(TASK INPUTS Opens)

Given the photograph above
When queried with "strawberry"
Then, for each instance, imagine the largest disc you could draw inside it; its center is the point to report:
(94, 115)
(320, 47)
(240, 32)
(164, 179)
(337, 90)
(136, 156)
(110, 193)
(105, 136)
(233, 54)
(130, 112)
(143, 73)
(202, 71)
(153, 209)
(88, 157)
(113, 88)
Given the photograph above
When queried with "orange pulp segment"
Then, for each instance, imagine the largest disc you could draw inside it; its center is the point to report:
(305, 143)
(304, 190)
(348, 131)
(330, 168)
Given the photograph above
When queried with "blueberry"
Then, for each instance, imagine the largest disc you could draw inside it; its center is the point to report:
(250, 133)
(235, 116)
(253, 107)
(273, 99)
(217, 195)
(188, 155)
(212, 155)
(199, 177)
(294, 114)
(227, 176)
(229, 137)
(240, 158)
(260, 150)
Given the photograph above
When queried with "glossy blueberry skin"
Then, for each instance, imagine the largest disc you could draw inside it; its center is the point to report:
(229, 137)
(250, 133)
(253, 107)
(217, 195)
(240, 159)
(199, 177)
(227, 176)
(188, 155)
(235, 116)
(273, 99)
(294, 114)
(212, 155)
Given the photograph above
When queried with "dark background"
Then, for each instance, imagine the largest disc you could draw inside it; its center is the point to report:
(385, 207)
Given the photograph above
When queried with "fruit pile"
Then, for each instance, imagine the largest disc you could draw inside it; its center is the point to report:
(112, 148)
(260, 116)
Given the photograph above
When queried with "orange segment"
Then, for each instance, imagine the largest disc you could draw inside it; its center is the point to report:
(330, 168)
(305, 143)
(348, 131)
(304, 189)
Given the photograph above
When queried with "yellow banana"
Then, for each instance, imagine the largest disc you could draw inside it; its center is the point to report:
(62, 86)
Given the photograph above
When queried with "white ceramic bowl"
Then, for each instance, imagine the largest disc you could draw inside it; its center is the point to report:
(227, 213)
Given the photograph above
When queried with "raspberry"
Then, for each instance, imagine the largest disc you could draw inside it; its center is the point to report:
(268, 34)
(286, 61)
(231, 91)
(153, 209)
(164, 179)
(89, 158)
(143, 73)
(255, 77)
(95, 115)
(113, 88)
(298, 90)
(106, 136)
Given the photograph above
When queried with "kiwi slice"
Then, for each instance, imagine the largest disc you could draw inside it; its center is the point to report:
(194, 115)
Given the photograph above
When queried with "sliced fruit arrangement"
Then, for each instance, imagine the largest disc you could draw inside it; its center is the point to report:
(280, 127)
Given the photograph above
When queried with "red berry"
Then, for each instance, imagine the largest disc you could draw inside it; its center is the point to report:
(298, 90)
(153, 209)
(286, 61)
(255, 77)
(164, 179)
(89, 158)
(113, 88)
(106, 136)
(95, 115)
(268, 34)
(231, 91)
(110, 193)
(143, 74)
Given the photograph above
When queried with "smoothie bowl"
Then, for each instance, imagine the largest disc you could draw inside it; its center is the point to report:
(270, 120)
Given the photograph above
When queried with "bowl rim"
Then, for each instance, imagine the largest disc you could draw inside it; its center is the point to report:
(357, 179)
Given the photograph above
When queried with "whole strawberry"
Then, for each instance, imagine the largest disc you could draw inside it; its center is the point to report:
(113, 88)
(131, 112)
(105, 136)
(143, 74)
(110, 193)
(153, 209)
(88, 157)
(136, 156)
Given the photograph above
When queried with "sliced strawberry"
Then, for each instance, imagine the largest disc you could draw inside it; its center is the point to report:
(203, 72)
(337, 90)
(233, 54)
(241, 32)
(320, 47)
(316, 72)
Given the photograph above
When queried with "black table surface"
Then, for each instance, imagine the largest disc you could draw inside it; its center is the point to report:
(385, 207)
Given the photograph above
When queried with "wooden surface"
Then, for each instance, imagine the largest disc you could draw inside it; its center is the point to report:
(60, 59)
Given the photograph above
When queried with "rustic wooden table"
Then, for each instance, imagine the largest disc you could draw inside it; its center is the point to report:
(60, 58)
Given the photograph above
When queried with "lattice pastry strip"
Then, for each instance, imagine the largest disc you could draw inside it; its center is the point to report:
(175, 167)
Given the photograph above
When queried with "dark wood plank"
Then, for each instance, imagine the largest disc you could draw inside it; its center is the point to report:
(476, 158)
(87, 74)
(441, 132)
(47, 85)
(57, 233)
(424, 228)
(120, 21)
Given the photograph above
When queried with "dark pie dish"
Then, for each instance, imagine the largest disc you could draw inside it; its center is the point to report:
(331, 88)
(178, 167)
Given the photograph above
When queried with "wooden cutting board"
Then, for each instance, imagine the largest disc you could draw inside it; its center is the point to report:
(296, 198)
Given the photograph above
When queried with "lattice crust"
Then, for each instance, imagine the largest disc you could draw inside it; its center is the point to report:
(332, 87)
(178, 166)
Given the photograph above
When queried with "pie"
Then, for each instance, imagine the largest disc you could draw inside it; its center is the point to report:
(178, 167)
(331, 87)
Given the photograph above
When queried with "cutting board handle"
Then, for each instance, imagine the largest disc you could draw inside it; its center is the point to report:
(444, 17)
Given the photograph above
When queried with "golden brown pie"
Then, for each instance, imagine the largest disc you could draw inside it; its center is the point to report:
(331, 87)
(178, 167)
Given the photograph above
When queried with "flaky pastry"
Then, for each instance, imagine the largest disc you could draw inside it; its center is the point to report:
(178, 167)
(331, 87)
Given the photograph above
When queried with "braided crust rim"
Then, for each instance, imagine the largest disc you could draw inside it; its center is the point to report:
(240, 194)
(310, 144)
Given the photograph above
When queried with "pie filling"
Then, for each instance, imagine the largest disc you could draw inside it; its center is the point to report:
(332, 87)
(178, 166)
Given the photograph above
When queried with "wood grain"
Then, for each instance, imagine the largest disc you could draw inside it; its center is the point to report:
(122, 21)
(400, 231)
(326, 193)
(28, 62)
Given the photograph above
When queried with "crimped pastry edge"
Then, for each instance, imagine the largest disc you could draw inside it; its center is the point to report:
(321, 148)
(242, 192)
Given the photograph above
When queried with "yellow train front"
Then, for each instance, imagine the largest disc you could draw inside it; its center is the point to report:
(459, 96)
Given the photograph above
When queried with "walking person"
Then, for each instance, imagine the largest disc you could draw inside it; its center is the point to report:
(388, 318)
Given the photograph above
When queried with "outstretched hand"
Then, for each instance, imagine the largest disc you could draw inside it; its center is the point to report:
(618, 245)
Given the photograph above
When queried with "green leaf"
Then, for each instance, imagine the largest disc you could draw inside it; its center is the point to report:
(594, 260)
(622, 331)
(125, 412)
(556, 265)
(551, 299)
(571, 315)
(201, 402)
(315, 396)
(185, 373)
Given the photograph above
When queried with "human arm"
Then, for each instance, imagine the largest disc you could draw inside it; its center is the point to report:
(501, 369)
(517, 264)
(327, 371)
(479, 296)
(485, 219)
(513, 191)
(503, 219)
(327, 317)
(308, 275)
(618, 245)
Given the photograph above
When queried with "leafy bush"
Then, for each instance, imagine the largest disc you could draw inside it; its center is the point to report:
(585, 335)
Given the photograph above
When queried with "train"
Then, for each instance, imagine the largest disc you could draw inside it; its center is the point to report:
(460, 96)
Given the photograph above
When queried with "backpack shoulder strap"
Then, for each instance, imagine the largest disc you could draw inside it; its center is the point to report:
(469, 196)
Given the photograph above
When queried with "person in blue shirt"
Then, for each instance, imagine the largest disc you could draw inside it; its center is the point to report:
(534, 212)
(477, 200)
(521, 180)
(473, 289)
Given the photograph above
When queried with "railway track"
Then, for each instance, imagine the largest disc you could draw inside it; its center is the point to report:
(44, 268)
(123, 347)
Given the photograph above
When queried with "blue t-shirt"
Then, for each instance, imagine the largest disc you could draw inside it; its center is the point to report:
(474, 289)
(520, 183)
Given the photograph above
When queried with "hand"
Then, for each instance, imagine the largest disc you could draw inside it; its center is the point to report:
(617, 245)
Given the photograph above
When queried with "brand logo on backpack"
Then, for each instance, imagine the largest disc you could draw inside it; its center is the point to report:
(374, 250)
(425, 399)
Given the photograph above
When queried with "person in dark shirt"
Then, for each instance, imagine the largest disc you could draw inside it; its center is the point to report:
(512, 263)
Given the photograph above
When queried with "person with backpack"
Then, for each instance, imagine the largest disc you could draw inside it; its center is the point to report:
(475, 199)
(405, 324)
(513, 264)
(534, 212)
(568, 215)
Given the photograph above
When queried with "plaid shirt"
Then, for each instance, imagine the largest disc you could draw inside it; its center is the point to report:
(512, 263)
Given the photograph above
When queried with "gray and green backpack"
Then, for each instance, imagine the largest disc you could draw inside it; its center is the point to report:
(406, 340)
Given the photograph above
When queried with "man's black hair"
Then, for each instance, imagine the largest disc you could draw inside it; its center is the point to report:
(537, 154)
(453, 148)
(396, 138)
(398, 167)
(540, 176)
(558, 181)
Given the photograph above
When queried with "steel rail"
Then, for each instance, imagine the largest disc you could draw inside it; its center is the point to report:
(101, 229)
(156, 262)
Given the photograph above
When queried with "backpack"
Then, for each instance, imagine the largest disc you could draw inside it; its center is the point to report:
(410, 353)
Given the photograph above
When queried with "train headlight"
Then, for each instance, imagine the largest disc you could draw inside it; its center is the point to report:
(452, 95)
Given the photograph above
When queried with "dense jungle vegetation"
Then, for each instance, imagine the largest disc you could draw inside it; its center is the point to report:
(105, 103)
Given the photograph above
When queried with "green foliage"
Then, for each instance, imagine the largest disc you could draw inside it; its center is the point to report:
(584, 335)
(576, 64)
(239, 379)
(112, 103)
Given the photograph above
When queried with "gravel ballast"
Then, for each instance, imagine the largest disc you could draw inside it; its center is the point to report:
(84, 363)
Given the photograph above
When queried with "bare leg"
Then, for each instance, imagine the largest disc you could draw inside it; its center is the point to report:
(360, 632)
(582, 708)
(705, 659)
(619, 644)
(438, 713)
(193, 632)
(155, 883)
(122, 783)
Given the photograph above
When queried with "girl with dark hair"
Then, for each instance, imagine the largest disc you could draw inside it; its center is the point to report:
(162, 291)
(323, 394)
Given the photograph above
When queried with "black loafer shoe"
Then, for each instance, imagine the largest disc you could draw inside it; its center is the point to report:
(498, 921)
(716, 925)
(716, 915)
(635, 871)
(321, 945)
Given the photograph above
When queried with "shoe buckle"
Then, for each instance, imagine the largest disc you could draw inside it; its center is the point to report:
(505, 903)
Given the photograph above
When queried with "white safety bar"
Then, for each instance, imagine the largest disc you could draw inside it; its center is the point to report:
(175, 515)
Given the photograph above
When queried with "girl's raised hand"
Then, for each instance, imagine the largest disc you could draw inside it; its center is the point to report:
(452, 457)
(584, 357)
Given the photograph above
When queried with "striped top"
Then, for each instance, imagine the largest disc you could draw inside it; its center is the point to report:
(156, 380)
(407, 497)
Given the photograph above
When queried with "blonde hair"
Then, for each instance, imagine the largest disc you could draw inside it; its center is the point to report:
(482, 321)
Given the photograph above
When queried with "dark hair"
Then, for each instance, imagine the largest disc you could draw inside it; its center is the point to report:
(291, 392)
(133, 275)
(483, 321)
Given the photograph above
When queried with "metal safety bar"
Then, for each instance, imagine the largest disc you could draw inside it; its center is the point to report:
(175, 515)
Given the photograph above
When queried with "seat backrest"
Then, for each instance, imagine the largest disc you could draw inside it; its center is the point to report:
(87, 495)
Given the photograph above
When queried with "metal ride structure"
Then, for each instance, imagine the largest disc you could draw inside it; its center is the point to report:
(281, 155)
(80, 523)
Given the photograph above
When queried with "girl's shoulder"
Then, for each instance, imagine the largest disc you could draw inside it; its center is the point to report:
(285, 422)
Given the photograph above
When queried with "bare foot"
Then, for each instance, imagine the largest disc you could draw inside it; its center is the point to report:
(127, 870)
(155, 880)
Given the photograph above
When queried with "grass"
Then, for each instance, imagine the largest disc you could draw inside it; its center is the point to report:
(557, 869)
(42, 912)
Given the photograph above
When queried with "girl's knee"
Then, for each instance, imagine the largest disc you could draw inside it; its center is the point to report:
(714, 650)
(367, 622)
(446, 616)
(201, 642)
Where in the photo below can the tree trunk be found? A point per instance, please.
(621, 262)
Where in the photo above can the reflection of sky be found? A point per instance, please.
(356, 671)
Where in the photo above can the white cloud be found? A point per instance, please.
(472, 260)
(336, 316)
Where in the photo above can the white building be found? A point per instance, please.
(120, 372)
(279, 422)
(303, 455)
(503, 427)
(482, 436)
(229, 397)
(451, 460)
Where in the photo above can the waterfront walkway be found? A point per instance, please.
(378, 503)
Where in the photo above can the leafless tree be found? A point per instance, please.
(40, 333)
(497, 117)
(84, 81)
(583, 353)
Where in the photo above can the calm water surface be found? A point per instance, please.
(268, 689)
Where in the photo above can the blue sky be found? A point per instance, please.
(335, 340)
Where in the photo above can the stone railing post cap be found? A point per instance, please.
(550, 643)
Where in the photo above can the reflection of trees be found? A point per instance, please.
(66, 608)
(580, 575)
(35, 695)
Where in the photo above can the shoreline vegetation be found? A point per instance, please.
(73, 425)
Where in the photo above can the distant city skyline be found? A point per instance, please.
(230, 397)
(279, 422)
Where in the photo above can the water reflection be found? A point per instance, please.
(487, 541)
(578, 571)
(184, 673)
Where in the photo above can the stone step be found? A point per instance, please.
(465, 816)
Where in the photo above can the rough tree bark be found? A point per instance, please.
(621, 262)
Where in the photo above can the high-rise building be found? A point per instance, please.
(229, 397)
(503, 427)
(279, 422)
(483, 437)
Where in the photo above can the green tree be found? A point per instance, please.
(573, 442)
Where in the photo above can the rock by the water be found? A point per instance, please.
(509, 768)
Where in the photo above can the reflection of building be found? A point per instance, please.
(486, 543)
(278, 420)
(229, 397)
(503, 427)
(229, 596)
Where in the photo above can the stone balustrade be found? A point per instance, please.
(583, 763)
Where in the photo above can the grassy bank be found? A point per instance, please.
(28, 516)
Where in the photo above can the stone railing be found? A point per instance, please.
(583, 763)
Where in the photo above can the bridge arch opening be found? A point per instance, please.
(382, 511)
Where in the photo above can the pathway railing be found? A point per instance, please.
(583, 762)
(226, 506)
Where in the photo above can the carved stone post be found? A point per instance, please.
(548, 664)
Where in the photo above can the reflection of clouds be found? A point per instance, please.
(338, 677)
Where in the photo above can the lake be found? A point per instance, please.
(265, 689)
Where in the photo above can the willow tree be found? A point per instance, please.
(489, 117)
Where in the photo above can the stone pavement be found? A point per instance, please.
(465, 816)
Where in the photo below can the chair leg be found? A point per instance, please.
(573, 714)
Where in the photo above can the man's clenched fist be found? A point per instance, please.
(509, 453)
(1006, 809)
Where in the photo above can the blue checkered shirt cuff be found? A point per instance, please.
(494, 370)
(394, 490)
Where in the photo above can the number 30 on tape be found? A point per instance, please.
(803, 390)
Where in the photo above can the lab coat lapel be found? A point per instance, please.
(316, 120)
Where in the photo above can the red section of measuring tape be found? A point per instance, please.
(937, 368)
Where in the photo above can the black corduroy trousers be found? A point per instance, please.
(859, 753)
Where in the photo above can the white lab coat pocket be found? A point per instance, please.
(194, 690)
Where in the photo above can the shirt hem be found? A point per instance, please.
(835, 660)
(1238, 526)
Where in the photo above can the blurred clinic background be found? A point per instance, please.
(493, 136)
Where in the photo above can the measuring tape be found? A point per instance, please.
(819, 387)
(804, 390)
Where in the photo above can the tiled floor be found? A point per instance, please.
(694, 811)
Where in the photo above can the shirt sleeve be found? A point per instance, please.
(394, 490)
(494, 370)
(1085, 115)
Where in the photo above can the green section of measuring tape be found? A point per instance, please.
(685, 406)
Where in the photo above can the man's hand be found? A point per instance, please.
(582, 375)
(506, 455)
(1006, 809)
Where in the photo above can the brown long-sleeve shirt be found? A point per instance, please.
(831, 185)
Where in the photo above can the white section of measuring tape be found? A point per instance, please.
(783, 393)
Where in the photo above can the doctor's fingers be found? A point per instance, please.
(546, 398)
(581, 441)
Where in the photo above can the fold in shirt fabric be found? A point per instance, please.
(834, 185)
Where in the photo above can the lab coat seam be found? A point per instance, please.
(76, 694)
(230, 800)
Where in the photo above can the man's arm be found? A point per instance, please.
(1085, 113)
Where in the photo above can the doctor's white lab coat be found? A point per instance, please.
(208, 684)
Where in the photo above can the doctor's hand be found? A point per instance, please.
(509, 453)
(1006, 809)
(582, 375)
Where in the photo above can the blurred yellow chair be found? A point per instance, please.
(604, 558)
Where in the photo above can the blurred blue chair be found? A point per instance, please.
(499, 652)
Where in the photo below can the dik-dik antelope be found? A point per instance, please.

(TASK INPUTS Closes)

Return a copy of every line in the records that includes the string "cutting".

When queried with "wooden cutting board"
When queried with "cutting board handle"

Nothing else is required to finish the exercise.